> _WHAT TO DO_: Count the lines in the data below that contain the string "white", treating case as significant. Reply with the number only.

— BEGIN MATERIAL SUPPLIED —

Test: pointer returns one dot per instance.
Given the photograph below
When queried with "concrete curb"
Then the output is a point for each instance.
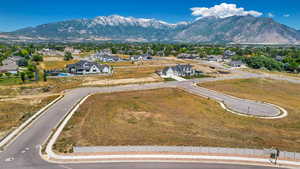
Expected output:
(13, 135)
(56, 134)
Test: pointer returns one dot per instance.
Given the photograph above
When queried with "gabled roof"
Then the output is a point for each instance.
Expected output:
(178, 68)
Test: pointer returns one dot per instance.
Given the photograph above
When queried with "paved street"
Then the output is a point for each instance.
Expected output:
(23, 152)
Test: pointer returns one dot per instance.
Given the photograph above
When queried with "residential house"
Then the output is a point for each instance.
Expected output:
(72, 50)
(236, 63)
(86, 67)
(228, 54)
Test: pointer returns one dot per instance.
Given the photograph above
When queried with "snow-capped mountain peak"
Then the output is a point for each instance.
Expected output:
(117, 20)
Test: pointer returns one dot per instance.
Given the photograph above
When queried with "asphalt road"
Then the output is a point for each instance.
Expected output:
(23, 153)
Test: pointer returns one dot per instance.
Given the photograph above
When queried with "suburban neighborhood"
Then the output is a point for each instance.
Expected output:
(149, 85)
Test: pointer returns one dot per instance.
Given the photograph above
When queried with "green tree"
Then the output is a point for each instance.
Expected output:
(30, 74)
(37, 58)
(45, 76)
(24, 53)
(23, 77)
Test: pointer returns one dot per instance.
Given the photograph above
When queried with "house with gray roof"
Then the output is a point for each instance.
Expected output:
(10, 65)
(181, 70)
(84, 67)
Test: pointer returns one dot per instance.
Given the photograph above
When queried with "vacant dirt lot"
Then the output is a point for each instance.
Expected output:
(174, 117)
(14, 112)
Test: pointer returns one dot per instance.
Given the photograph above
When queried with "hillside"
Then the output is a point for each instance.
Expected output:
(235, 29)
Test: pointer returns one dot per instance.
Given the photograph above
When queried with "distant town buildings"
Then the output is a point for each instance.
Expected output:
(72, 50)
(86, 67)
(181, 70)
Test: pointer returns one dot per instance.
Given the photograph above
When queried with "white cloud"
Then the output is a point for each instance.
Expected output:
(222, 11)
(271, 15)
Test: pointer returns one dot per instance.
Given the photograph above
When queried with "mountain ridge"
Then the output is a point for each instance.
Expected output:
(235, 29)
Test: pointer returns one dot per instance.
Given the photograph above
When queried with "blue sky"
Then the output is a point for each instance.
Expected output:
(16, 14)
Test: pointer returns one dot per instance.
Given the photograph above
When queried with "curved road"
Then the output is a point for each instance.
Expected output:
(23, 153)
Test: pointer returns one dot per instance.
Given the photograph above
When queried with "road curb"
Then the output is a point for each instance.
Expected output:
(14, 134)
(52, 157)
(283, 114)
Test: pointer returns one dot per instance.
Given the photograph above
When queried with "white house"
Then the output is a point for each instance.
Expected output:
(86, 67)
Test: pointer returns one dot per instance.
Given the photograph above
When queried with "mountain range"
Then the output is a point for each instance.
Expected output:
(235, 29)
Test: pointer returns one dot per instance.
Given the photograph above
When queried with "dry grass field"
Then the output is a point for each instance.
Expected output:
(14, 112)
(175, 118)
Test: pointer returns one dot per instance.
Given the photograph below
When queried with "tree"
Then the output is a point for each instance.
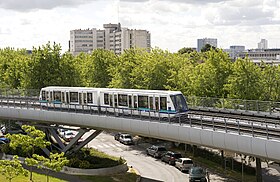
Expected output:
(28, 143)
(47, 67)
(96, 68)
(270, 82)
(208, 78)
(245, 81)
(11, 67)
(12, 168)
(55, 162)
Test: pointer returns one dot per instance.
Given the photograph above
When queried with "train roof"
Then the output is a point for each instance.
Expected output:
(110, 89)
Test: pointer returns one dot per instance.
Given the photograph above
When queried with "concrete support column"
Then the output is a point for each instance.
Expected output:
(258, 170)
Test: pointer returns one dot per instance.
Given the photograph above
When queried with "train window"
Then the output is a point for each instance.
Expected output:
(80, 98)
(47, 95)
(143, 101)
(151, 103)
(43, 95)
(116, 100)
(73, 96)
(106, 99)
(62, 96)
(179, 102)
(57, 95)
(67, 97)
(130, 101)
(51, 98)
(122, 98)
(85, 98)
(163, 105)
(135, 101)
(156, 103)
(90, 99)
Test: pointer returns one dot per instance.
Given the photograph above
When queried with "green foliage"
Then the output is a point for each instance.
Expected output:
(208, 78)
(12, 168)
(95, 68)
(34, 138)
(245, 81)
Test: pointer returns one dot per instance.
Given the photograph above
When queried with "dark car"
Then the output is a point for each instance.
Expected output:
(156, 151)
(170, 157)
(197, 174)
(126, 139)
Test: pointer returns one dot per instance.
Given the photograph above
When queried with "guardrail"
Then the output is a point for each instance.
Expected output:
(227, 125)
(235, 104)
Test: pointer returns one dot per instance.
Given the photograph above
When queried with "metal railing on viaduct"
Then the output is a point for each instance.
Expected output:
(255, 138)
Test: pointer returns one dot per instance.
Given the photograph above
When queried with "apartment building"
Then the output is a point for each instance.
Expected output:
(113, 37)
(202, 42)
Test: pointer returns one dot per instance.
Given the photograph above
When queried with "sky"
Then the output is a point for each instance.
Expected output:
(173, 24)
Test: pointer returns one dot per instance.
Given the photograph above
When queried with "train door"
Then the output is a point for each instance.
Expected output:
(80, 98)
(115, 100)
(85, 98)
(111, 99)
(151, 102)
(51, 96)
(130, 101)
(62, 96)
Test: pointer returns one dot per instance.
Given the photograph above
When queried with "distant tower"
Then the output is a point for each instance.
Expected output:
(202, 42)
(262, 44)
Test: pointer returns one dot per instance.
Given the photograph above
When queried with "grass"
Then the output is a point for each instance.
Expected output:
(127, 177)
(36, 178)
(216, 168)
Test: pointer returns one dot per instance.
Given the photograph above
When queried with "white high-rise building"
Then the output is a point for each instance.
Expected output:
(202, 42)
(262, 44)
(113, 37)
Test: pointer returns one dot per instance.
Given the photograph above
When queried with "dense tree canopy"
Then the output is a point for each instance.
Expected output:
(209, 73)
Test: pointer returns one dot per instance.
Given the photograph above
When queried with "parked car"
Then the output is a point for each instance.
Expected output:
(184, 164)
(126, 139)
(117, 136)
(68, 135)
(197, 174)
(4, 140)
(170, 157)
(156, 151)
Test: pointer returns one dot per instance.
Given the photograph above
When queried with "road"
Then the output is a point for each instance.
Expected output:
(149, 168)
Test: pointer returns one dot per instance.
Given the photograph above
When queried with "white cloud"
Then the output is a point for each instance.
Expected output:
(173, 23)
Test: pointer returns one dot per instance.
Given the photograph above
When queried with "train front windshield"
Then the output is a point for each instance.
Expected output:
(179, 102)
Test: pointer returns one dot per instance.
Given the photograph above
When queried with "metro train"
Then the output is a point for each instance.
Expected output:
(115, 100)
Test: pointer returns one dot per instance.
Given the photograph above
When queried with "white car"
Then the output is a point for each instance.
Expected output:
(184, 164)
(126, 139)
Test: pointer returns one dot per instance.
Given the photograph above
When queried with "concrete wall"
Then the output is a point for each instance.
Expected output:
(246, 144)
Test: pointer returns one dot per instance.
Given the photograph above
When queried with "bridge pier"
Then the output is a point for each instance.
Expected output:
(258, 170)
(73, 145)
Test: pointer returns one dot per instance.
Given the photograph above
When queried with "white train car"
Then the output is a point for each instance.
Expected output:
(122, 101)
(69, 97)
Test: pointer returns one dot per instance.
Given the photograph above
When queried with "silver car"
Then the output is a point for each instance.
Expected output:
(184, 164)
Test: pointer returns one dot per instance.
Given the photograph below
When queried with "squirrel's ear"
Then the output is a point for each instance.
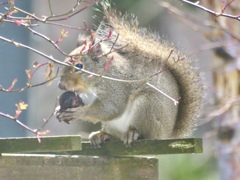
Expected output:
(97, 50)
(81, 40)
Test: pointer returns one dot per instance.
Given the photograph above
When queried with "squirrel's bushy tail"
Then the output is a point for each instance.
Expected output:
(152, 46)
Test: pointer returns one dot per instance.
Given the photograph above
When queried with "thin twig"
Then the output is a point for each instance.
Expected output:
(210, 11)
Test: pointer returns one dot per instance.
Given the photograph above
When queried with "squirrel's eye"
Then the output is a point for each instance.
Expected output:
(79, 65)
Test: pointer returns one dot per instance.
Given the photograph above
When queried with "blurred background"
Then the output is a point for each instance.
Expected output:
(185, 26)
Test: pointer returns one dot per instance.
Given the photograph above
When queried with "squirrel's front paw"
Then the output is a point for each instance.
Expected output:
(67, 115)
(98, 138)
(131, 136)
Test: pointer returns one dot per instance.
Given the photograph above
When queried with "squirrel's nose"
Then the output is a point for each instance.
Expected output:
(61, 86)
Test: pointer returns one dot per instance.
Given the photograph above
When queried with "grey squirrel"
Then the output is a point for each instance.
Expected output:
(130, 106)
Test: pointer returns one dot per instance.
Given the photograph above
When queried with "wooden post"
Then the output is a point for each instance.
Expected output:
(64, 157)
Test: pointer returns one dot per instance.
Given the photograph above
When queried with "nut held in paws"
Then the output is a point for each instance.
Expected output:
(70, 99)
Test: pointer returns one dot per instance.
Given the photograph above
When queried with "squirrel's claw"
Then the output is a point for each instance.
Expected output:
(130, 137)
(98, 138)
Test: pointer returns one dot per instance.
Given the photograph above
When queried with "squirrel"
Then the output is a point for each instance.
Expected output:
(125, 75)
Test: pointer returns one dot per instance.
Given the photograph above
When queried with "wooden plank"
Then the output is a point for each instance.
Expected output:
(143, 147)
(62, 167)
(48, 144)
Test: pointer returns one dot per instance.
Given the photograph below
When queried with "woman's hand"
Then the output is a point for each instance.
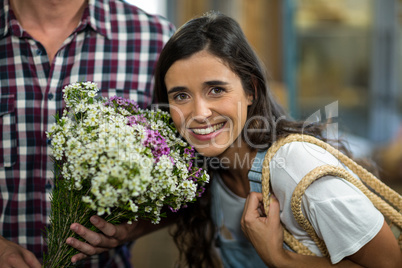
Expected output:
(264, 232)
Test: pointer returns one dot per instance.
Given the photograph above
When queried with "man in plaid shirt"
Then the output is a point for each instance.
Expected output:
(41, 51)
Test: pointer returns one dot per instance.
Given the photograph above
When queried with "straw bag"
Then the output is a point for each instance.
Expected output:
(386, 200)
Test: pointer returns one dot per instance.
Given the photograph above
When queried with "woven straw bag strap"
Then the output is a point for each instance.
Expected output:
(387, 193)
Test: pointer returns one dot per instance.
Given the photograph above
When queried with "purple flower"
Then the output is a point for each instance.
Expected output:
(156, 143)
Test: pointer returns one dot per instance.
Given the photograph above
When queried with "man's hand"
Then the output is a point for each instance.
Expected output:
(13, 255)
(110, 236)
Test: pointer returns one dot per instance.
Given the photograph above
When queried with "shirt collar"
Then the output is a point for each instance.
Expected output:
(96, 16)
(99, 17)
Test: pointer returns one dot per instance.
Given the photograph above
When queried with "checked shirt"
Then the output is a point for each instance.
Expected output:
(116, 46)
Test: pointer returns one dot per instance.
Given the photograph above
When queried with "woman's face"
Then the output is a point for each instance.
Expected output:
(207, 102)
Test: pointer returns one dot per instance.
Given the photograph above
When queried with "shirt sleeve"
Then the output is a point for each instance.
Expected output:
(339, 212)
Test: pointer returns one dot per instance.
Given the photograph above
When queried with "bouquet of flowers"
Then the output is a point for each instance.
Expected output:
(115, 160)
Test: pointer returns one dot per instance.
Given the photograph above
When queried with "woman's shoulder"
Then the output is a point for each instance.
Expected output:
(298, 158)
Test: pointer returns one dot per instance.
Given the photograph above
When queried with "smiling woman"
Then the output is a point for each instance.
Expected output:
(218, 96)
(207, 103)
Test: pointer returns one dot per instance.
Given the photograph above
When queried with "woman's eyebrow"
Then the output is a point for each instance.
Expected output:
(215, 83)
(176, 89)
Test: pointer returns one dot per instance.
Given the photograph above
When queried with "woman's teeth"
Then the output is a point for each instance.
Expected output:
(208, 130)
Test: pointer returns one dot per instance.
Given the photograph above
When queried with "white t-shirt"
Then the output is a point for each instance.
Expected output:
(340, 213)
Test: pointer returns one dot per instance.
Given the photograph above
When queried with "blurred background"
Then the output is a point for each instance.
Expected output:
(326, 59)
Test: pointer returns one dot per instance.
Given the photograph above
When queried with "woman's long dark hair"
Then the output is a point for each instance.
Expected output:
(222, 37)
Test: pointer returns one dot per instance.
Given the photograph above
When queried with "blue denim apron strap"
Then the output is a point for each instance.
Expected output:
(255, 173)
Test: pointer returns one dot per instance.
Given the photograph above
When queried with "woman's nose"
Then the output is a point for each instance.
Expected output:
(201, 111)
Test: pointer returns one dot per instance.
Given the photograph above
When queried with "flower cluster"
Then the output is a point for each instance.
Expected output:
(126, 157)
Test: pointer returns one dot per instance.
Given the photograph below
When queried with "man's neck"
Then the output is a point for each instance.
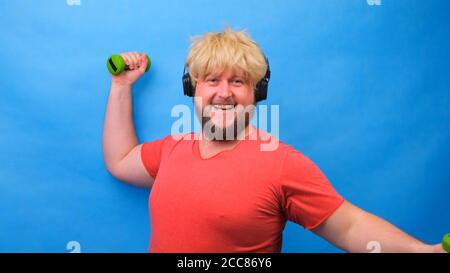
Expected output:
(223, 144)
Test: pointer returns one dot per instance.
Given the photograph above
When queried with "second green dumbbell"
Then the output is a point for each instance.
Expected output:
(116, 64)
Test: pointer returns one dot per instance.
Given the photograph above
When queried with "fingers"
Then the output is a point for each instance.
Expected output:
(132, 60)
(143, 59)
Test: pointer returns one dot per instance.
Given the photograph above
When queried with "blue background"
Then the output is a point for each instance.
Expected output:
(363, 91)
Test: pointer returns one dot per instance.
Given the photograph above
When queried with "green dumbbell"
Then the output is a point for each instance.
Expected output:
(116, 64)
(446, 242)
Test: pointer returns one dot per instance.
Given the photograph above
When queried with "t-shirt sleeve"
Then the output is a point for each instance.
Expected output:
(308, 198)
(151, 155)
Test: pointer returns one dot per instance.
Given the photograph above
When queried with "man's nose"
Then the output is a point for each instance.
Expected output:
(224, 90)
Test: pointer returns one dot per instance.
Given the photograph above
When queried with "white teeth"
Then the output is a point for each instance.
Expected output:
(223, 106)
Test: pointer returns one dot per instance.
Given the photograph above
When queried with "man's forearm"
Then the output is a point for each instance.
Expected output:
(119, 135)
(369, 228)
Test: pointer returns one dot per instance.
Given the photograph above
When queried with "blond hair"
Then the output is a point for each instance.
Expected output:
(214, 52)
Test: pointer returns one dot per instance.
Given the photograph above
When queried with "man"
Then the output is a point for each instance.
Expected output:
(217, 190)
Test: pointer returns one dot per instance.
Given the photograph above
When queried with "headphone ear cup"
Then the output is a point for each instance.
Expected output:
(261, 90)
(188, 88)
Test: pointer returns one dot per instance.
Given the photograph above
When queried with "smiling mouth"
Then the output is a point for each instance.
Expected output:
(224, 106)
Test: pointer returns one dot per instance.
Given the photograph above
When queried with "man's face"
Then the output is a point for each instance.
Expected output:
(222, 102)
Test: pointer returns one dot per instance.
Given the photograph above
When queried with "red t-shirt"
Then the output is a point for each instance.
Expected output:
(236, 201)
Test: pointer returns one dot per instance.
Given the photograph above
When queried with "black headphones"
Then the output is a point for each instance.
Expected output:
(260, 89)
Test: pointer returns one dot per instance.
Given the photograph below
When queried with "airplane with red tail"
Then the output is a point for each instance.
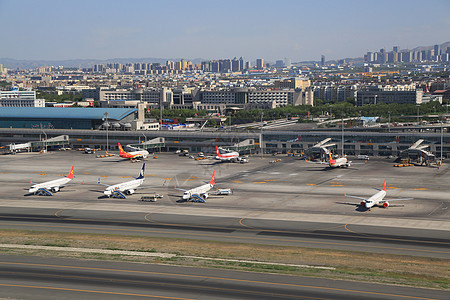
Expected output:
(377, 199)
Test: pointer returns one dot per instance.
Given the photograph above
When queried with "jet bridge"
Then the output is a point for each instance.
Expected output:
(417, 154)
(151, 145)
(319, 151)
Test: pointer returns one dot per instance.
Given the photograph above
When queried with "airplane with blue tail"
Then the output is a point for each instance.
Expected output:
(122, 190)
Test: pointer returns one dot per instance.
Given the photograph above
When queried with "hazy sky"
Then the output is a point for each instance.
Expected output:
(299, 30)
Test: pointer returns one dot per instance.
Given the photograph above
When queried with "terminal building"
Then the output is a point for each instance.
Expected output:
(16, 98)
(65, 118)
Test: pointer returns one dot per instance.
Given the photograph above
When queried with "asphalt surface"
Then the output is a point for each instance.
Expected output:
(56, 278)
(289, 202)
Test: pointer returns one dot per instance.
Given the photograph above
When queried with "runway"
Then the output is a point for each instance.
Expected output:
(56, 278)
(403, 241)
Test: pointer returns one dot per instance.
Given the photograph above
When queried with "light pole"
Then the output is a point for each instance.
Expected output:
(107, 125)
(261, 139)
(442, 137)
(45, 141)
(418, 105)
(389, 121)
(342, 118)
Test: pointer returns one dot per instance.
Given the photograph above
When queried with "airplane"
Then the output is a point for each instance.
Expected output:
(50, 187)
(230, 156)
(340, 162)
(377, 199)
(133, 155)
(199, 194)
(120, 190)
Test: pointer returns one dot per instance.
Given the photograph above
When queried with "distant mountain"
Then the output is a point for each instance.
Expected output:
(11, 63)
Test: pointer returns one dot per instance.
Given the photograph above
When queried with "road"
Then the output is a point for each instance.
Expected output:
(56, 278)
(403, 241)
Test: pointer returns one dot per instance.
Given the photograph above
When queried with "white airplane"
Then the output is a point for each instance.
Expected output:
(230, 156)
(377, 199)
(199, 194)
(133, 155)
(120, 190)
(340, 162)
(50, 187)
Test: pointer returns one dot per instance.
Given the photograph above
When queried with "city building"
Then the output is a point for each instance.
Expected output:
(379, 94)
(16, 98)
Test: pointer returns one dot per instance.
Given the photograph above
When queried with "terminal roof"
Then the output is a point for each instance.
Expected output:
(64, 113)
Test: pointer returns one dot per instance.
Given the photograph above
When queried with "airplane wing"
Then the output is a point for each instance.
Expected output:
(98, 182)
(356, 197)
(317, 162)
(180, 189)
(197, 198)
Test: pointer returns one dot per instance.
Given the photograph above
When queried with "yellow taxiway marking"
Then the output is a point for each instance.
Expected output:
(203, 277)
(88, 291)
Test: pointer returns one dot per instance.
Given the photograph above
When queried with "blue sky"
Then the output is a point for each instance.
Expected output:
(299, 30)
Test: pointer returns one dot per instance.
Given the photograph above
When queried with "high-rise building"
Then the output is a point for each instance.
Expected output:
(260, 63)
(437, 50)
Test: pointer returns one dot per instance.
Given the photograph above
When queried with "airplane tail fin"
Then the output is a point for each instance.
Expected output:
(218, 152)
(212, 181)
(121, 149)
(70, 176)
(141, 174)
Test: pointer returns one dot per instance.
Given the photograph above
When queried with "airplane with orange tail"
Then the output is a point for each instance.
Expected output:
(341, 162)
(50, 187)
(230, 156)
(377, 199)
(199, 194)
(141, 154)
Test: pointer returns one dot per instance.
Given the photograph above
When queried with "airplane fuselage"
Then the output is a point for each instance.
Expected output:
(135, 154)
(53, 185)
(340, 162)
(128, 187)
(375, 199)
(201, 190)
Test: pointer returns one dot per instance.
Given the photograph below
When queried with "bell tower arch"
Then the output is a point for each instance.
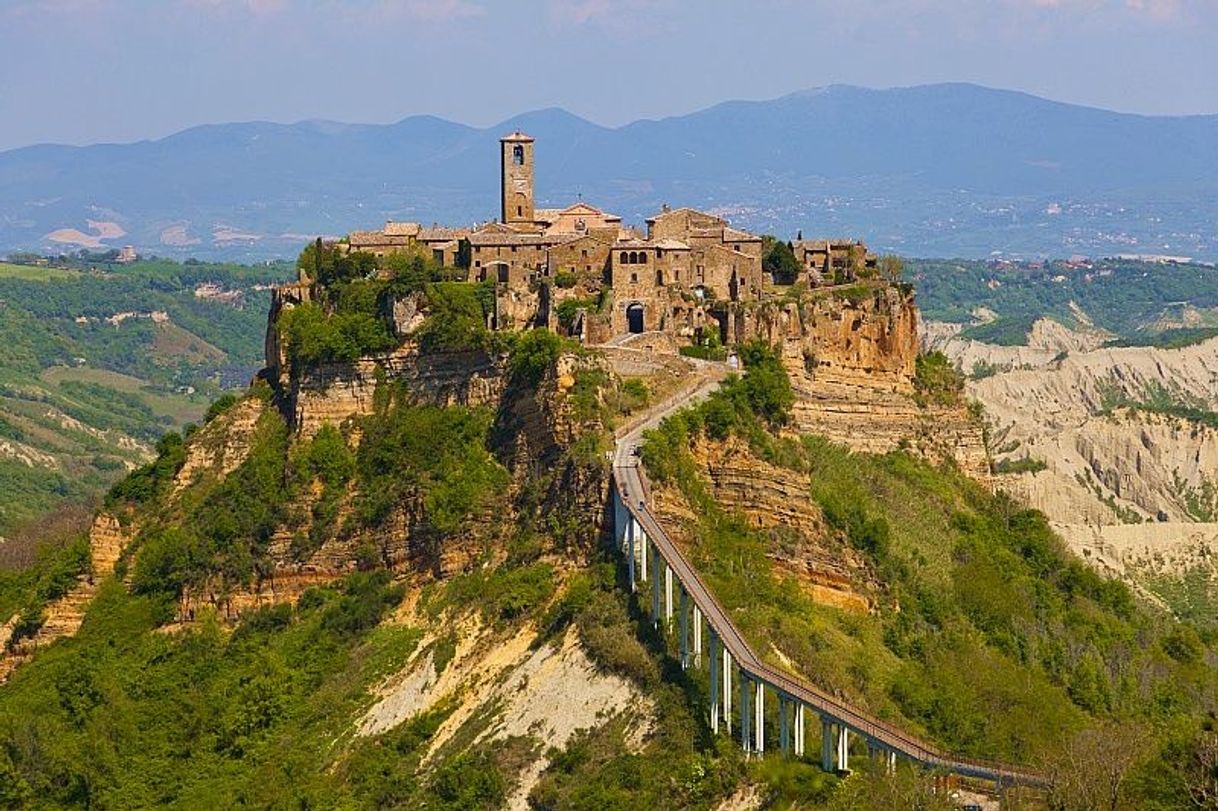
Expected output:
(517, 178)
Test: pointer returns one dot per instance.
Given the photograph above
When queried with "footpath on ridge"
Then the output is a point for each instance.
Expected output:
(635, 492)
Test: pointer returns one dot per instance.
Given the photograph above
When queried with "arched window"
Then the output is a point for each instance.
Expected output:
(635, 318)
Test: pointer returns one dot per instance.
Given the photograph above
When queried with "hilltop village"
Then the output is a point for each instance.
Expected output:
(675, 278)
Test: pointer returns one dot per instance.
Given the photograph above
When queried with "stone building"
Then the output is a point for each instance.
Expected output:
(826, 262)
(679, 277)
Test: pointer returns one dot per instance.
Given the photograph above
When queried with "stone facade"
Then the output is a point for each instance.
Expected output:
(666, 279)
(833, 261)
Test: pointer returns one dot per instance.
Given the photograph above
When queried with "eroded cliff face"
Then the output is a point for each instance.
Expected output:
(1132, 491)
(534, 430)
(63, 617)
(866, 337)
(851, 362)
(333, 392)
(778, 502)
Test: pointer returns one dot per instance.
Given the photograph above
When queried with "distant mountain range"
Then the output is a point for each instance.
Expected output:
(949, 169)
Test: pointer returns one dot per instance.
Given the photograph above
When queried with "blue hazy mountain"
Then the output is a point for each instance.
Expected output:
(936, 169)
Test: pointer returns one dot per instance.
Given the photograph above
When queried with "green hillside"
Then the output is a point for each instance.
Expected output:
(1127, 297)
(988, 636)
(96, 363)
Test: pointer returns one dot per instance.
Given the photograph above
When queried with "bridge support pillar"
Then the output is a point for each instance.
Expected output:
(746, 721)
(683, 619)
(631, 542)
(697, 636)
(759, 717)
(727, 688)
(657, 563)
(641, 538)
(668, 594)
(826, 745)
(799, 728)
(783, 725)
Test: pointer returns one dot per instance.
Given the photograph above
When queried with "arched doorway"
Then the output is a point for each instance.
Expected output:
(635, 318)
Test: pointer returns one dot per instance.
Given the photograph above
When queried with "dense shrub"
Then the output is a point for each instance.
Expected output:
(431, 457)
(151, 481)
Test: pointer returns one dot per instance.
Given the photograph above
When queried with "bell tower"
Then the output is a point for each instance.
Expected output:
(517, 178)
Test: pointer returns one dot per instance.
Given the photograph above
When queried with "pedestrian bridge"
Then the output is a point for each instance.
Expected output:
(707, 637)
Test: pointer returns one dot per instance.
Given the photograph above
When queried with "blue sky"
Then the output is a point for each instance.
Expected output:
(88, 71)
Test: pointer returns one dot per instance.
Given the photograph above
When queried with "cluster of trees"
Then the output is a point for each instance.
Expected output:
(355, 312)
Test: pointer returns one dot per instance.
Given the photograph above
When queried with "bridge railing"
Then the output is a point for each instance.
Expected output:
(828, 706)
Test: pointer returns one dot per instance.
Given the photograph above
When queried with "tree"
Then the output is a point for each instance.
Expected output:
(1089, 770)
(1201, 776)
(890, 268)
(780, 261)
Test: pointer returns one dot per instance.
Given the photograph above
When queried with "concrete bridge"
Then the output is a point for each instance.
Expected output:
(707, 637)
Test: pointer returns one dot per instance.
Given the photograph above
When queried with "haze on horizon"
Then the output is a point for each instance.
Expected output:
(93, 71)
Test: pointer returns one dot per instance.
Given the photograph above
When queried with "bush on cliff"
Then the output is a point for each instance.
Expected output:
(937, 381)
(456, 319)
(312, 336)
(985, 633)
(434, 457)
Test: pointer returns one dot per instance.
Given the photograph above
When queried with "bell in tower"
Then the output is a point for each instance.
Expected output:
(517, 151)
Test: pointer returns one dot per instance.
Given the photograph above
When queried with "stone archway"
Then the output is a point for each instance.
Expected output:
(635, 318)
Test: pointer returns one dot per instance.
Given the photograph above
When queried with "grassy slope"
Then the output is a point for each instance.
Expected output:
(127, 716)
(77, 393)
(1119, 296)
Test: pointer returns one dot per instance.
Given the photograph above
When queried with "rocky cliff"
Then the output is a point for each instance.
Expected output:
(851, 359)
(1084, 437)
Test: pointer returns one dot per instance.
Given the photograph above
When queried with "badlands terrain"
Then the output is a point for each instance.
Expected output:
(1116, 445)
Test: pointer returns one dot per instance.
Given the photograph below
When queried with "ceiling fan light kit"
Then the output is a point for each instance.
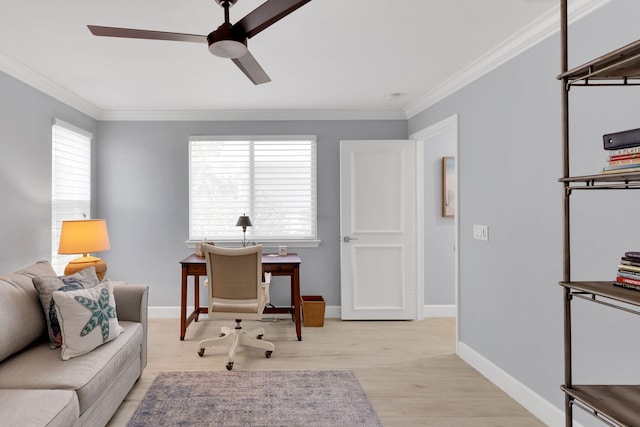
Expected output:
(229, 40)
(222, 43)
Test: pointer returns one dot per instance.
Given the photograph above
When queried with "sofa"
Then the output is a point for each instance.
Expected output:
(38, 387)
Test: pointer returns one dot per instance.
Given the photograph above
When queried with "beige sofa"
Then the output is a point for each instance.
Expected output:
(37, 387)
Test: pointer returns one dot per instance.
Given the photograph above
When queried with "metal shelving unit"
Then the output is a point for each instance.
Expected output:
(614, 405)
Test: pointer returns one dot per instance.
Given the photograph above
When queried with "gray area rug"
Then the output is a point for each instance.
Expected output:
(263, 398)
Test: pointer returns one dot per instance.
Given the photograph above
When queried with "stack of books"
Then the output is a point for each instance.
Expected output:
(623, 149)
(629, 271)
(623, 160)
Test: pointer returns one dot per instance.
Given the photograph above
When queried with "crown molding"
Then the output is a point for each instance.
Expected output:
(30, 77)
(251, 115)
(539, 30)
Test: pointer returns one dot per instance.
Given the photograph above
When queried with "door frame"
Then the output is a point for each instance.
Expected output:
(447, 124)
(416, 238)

— END MATERIAL SUPPLIED —

> _EXERCISE OUTPUT_: 9